SELECTED EXTRACT
◇ ◇ ◇

Metabolism Reset with CaloriesReady for a metabolism reset? It’s completely possible to make a big difference by making a modest change to what you eat.  This doesn’t mean that you need to scrap entire meals, nor does it mean that you need to eat an ultra-restrictive diet.  It also doesn’t involve cutting out any specific foods, food groups or macronutrients.  According to scientists that recently published the outcome of their research, it’s far more straightforward than that.

A Metabolism Reset Can Be Found in Your Calories

If you’re about to shake your head and think you’ve caught on to some scheme to get you to deeply slash your calories in the name of a metabolism reset, don’t worry. That’s not what this is about. Instead, just a modest reduction can give your metabolic rate a substantial boost.  Even better? The same researchers found that this boost stems from the help the slight calorie reduction gives your immune system.

◇ ◇ ◇

WHAT TO WORK ON
Please carry the metabolism reset article forward, picking up right after its final sentence.

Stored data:
◇ ◇ ◇

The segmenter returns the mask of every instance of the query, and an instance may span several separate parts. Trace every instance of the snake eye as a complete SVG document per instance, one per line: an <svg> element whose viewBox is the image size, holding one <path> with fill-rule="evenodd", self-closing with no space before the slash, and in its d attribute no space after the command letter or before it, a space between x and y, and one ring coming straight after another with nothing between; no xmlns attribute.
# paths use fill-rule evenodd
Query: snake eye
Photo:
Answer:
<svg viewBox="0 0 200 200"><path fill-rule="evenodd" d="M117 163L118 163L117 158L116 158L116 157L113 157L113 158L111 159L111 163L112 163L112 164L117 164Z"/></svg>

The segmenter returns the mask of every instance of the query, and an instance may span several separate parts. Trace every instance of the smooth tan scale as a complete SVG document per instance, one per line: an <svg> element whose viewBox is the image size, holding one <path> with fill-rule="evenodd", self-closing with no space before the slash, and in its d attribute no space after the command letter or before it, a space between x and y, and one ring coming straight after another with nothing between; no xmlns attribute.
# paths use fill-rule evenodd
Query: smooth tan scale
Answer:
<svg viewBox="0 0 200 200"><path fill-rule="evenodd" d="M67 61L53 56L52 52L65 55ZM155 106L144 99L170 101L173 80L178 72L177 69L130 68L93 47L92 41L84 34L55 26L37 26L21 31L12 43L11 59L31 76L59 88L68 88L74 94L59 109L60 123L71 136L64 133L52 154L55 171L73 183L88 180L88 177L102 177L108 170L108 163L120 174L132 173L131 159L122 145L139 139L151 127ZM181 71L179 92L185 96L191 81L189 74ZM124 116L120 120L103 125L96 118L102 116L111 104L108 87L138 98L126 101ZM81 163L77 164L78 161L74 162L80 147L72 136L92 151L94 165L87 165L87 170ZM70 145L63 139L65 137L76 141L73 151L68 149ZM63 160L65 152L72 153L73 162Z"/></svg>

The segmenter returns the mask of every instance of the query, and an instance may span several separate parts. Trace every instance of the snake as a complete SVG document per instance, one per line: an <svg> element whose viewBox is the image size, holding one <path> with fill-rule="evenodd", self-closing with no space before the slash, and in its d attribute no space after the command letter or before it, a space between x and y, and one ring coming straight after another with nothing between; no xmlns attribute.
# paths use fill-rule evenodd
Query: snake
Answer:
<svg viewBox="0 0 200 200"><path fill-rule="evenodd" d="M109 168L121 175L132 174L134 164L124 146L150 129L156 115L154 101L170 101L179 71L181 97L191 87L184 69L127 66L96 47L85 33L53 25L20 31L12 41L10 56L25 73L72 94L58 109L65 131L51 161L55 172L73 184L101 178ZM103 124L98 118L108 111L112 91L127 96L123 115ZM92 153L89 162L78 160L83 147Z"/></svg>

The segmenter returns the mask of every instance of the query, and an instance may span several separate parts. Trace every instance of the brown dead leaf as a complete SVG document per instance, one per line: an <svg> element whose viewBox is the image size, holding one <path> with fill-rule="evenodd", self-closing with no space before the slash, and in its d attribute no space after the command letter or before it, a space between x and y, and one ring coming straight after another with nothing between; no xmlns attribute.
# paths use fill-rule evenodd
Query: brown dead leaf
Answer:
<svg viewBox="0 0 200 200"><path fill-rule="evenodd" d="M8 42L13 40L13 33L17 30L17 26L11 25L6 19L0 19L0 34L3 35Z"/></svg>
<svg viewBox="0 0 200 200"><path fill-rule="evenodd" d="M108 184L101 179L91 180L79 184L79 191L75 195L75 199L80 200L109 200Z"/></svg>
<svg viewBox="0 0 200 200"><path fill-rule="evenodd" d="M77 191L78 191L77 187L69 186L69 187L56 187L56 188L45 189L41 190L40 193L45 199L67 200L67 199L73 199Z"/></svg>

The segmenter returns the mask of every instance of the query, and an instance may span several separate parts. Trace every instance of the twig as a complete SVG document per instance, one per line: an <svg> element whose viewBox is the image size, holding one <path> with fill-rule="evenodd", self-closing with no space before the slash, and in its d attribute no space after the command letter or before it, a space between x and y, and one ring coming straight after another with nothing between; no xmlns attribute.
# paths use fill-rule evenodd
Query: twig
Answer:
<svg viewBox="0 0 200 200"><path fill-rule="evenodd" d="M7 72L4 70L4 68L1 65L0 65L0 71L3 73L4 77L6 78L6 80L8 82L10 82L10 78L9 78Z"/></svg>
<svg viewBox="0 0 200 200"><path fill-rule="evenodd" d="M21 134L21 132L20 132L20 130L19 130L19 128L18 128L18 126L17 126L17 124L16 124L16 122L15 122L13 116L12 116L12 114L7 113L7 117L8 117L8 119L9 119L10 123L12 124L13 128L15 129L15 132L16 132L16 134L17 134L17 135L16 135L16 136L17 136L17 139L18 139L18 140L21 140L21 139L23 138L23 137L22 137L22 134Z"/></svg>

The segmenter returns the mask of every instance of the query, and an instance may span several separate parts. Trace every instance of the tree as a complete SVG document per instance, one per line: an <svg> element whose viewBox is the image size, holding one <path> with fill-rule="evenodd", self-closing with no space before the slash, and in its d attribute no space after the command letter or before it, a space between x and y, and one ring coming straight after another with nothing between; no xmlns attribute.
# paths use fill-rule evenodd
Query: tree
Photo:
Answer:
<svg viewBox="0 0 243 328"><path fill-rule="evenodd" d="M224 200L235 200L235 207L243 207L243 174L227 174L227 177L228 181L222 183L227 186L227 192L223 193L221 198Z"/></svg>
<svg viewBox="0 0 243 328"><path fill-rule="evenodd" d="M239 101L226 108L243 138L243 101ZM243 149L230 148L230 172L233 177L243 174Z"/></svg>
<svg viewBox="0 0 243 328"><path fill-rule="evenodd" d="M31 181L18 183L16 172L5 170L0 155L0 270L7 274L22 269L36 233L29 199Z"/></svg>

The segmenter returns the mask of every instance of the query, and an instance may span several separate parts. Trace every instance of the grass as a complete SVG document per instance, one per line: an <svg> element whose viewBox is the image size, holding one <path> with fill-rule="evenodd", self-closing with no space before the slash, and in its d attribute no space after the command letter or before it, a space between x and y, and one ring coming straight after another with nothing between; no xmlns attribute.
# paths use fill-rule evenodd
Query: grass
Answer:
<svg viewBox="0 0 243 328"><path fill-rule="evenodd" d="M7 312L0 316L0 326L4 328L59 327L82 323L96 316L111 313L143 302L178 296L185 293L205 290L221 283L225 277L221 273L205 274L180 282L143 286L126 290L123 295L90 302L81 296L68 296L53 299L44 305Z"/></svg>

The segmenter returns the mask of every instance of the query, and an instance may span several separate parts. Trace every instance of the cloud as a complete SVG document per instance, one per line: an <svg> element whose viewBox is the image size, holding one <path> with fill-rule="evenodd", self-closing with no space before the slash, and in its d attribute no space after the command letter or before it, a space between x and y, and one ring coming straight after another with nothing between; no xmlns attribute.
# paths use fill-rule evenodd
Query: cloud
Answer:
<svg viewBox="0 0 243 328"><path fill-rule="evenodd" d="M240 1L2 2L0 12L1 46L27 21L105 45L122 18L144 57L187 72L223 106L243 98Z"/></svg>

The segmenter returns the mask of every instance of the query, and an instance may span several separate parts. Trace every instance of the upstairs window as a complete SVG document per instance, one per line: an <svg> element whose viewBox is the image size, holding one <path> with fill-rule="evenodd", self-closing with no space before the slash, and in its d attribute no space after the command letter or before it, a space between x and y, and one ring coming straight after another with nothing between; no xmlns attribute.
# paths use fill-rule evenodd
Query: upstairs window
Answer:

◇ ◇ ◇

ANSWER
The researchers, who published their study in the Science journal, found that restricting calories modestly will provide a kind of metabolism reset by charging up the immune system.  The key is to be pretty consistent about keeping up the caloric reduction.  It won’t happen in the first week, but it will happen in as little as two years, and it is beneficial to people at any age. In fact, it is even believed to be able help reduce some of the aging of the immune system too.

What Did the Research Find?

The researchers found that people who cut back their calorie intake by about 14 percent for two years or more were producing more T cells.  Those are critical parts of the immune system and are also related to slowing the aging process.  The participants didn’t have to eat less, only fewer calories.

Moreover, this was helpful at any age.  The thymus will shrink as the body ages. The thymus is where T cells are produced.  As it shrinks, fewer T cells result. This helps to explain why we are at a greater risk of infection and certain cancers as we age.  However, the calorie restriction was found to prevent that shrinking of the thymus, meaning that more T cells continue to be produced. That could reduce the risk of infection struggles and certain cancers as you age.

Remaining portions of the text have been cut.